● **Задание**
Назовите организацию, которую, согласно фрагменту о русской революции, Струве основал для борьбы с культурной отсталостью русского народа.

● **Текст для разбора**

Но как подобная абсолютно нигилистическая революция стала возможной? И почему она произошла именно в России, а не где-либо еще? Обычно, отвечая на этот вопрос, исключительную жестокость русской революции объясняют низкой культурой населения, одичавшего от столетий крепостного рабства и, как саркастически говорил Троцкий, не обученного правителями хорошим манерам. Струве подобное объяснение не устраивало. Культурную отсталость русского народа он не отрицал — ведь именно для борьбы с нею в разгар революционных событий им была основана Лига русской культуры. Но в то же время такой ответ казался ему недостаточным по двум причинам. Во-первых, в XVII–XVIII веках, когда случились восстания Разина и Пугачева, русские люди были еще более некультурны, но все же разрушить государство тогда не удалось. Во-вторых, во времена английской и французской революций 1688 и 1789 годов простые англичане и французы были ненамного культурнее русских мужиков 1917 года: «У нас как-то очень легко забывают, что «культурность» народных масс там, где она налицо, и поскольку она действительно наблюдается, есть приобретение почти исключительно XIX в. и что для XVII и XVIII вв. о культурности этих масс даже у самых передовых народов Запада речи быть не может» [14].

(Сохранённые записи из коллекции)
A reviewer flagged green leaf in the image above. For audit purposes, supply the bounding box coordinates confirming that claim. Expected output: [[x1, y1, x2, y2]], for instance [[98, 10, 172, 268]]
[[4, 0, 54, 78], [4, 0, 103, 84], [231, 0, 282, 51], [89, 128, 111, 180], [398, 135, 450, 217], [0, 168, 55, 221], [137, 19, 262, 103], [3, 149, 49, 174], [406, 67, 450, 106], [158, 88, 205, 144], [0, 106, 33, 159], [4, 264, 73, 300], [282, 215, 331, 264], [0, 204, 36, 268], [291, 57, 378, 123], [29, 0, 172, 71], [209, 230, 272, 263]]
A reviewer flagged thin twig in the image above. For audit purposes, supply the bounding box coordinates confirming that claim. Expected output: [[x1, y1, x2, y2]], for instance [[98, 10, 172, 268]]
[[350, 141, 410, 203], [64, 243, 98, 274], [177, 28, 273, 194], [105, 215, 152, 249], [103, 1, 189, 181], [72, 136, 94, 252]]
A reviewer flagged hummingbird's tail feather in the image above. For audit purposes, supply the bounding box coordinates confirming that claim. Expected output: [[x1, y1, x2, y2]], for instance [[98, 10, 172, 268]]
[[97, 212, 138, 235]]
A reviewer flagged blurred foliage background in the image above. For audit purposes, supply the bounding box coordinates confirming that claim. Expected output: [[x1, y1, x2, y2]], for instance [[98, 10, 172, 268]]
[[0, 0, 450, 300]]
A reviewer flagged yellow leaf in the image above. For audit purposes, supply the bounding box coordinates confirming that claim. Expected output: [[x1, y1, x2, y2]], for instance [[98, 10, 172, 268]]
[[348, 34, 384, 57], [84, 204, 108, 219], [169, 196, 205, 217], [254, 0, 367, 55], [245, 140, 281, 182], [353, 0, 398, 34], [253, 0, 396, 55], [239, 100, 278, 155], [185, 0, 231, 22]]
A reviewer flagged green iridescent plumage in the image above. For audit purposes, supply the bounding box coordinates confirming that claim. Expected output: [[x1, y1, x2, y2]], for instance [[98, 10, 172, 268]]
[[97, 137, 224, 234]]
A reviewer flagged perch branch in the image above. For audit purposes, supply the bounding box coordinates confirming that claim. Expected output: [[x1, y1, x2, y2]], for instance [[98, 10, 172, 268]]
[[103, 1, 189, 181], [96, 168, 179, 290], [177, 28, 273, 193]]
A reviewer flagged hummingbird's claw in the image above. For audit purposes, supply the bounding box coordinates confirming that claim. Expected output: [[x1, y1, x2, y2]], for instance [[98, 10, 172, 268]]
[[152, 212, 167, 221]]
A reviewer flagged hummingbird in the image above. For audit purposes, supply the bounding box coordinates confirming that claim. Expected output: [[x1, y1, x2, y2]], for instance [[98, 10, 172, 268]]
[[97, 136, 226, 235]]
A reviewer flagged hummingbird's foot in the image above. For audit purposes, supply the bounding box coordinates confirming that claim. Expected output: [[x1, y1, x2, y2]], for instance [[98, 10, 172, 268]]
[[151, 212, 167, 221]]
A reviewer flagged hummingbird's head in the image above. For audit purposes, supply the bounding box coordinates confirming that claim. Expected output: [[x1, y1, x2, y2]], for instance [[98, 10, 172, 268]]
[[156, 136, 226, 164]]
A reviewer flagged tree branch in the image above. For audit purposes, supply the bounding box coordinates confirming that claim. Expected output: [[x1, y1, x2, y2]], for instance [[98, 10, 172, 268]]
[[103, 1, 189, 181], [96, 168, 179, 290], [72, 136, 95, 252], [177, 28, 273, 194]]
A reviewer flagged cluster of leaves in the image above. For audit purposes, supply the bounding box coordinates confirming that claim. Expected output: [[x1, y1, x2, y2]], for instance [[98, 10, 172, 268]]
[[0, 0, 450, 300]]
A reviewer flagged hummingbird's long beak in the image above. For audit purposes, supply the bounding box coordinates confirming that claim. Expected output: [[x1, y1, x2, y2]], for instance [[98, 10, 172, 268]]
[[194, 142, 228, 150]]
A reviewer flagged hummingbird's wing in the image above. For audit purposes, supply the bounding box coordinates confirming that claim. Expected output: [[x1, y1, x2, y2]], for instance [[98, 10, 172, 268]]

● **Ответ на задание**
Лига русской культуры.